# [INSTRUCTION 1]
Decide whether each statement below agrees with the message that follows, and answer yes or no for each, quoting the deciding words of the message. (a) The message states that Holloway did not mention Cuba because it is the hobby horse of cranks. (b) The message states that Holloway focuses on power versus non-power. (c) The message states that fetishism plays a different role for Holloway than it does for Marx.

File spoon-archives/aut-op-sy.archive/aut-op-sy_2003/aut-op-sy.0306, message 82


Subject: Re: AUT: Fetishizing the Zapatistas: a critique of "Change the
From: chris wright <cwright.21stcentury-AT-rcn.com>
Date: 07 Jun 2003 19:07:08 -0500


Some obvious stuff pokes out here.

1.  Louis is arguing for a kind of 'hard fetishism' which Holloway
handles quite succinctly.  In louis' world, fetishism is an accomplished
fact, rather than an ongoing process reproduced daily by commodity
society.  As such, the only way out, if fetishism is accomplished in
fact always-already, then, is to have some vehicle which is not
fetishized.

2.  Here enters the party as that group outside of fetishism.  Of
course, how the party or anyone is outside fetishism is a mystery which
no amount of juggling will resolve.

3.  Cuba again?  Oh god.  Holloway did not mention Cuba because it is
the hobby horse of cranks.  Nicaragua was doing great in healthcare and
education too, so was that socialism?  This idea has nothing, not a jot,
to do with Marx's notions of human liberation.  But let's touch on those
quotes and Mssr. Bukharin for a minute.


> 
> At first blush, all of these books seem driven by the need to proceed 
> directly to something called communism without passing go. All the sordid 
> business associated with what Bukharin called "the transition period" will 
> somehow be leapfrogged by a monumental act of will, especially the bugbear 
> of the autonomist movement: the state.

First, it might be worth noting Lenin's own critique of Bkharin not
grasping dialectics and not really being fully Marxist, made in his
Will.  Second, Bukharin was notorious for the most crude formulations
and positions at times, such as his War Communism stuff and his awful
book on Historical Materialism, not to mention his policies in the
1920's.

> 
> Far be it for me to even suggest that something as pass as Marxist 
> dialectics can still have some value, it would appear to me that speaking 
> in terms of power versus non-power cedes too much to formal logic. 

Actually, Holloway focuses on power-over and power-to.  Certainly, this
might be left a bit too cleanly delineated, but collective power of the
women in Chiapas is not power-over in Holloway's sense, but precisely
anti-power in so far as it is the negation of aspects of patriarchal
relations oppressive to the women.

As for dialectic, Holloway is doing his best to rescue it from the
crudities of post-Lenin Leninism, from Lenin's own limitations, (and I
say that only because Lenin, unlike his progeny, made a serious, if
ultimately limited, study of dialectic that went far beyond the nonsense
of Stalinists, Maoists and Trotskyists), and most certainly from
Plekhanovite dialectical materialism.

> In a certain sense, attempts to seize power and transform all of society 
> along the lines described by the Subcommandante are doomed to failure 
> unless humanity overcomes something called "fetishization" which functions 
> in Holloway's schema as a kind of tragic flaw, like Oedipus's pride or Dr. 
> Frankenstein's mad desire to create life from the parts of dead bodies.

Fetishism plays the same role for Holloway as it does for Marx: a
central part of the very heart of commodity society, but one which is
ongoing and contradictory.
 
> Leaving aside the question of how to translate this sort of thing into a 
> punchy leaflet that will grab the attention of the average worker, 

Huh?  So many leaflets, so much doctrinaire, boring crap which Leftists
believe is punchy, so little real impact that anyone would want to take
credit for with a clear conscience...

# [INSTRUCTION 2]
Retype the records from the line with "Exercise. Pick out the stone fireplace in" to the line with "pixel 151 169", including both of those lines.

# [LISTED ENTRIES]
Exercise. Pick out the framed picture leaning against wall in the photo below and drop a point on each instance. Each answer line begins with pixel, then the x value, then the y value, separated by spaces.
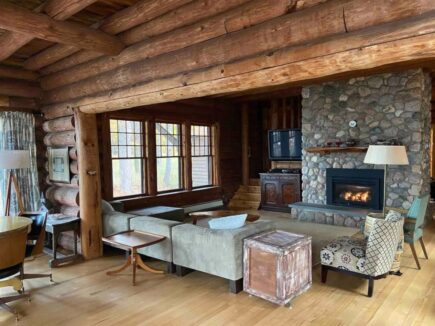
pixel 58 164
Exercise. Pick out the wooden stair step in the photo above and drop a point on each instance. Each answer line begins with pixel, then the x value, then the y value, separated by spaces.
pixel 254 182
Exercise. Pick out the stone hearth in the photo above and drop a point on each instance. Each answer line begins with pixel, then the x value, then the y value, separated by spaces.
pixel 385 106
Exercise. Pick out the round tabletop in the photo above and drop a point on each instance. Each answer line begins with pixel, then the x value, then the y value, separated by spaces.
pixel 11 223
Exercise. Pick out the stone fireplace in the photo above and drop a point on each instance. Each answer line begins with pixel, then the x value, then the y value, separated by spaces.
pixel 384 107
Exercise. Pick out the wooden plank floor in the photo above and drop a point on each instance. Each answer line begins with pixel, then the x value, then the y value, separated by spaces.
pixel 84 295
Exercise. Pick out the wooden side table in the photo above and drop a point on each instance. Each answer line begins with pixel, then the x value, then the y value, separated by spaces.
pixel 132 241
pixel 56 226
pixel 277 265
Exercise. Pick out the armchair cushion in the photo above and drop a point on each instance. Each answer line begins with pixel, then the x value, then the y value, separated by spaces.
pixel 345 253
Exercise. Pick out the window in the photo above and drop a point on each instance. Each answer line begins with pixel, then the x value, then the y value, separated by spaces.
pixel 201 156
pixel 128 176
pixel 168 154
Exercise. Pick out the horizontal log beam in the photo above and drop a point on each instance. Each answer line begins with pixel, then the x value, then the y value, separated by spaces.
pixel 408 43
pixel 292 29
pixel 64 138
pixel 138 13
pixel 17 19
pixel 16 73
pixel 18 102
pixel 244 16
pixel 190 13
pixel 59 124
pixel 20 88
pixel 288 30
pixel 58 9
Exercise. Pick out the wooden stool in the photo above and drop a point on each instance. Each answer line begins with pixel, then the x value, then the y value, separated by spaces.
pixel 132 241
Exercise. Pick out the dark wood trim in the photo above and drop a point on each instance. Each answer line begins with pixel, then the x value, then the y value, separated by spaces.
pixel 187 155
pixel 151 169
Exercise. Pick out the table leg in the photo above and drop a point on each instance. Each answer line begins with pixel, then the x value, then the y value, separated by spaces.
pixel 123 267
pixel 134 260
pixel 146 267
pixel 75 242
pixel 54 242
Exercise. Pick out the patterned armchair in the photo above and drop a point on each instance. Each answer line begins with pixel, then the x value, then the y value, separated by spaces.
pixel 370 259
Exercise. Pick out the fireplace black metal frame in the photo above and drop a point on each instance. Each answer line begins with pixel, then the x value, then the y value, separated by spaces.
pixel 373 178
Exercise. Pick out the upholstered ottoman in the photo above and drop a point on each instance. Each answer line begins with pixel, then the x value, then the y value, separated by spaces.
pixel 161 250
pixel 216 252
pixel 164 212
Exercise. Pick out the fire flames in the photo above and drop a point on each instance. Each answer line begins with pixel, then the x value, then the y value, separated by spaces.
pixel 361 196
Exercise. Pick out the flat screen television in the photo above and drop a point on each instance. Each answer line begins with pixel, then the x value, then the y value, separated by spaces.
pixel 285 145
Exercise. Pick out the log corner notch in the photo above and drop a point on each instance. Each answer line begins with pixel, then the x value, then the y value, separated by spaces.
pixel 16 19
pixel 90 186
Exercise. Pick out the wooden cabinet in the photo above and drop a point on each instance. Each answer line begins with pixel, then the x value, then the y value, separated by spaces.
pixel 277 265
pixel 278 190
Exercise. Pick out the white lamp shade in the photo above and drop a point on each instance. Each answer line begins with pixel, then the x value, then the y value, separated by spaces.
pixel 11 159
pixel 389 155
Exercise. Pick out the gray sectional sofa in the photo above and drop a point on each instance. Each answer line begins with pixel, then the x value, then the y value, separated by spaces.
pixel 190 247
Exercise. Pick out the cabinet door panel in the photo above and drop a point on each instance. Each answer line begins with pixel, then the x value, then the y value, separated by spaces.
pixel 290 192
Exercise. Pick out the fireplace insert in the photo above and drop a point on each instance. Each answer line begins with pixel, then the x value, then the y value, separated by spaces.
pixel 359 188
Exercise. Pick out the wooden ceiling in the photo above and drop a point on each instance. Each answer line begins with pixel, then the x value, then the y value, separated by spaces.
pixel 92 14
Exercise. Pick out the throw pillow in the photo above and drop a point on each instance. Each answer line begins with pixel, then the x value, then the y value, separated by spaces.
pixel 393 216
pixel 228 222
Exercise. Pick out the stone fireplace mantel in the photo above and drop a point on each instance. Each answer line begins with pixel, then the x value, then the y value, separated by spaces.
pixel 385 106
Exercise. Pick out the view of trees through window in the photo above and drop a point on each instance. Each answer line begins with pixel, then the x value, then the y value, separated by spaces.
pixel 130 169
pixel 127 157
pixel 168 154
pixel 201 156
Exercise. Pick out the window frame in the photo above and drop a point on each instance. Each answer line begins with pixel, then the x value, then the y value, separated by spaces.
pixel 144 158
pixel 148 123
pixel 180 156
pixel 211 154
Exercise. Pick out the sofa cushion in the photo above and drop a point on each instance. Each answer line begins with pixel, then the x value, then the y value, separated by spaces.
pixel 161 250
pixel 228 222
pixel 164 212
pixel 114 222
pixel 217 252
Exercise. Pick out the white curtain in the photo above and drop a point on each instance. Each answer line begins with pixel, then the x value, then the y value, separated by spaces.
pixel 17 132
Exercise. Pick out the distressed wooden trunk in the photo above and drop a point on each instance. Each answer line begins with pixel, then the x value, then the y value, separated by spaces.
pixel 277 265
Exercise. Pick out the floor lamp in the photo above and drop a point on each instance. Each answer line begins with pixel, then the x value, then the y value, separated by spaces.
pixel 12 160
pixel 386 155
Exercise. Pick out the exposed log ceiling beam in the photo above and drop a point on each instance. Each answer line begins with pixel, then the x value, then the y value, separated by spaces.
pixel 22 88
pixel 136 14
pixel 18 73
pixel 409 42
pixel 56 9
pixel 289 30
pixel 155 24
pixel 17 19
pixel 252 13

# [CORRECT ANSWER 1]
(a) Yes: "Holloway did not mention Cuba because it is the hobby horse of cranks."
(b) No: "Actually, Holloway focuses on power-over and power-to."
(c) No: "Fetishism plays the same role for Holloway as it does for Marx"

# [CORRECT ANSWER 2]
Exercise. Pick out the stone fireplace in the photo above and drop a point on each instance. Each answer line begins with pixel, then the x value, then the y value, separated by spaces.
pixel 384 107
Exercise. Pick out the wooden plank floor in the photo above and drop a point on each instance. Each answer line begins with pixel, then the x value, then the y value, separated by spaces.
pixel 84 295
Exercise. Pick out the wooden side table in the photo above and drop a point on each instance. Each answer line begins with pixel, then the x value, then the y value, separated by spaces.
pixel 132 241
pixel 56 226
pixel 277 265
Exercise. Pick out the armchair cushion in the photo above and drop a point on each instance. Each answer line begins with pixel, then the x value, then the y value, separated by spaces.
pixel 345 253
Exercise. Pick out the window in the photo above and drop a point on each instance. Each answer line begins with pixel, then the x value, then the y value, separated by spaces.
pixel 201 156
pixel 128 176
pixel 168 154
Exercise. Pick out the horizontal log beam in the photo above and drop a point on each instance. Each answer line begins with pixel, then the x value, then the y value, separated by spaces.
pixel 408 43
pixel 292 29
pixel 64 138
pixel 138 13
pixel 17 19
pixel 16 73
pixel 18 102
pixel 244 16
pixel 190 13
pixel 59 124
pixel 20 88
pixel 288 30
pixel 58 9
Exercise. Pick out the wooden stool in the photo above and drop a point on each instance. Each answer line begins with pixel, then the x value, then the y value, separated by spaces.
pixel 132 241
Exercise. Pick out the dark wood trim in the photo above and drop a point on each instance. Each answer line begins with pixel, then the x value, then the y value, separated by spaces.
pixel 187 155
pixel 151 169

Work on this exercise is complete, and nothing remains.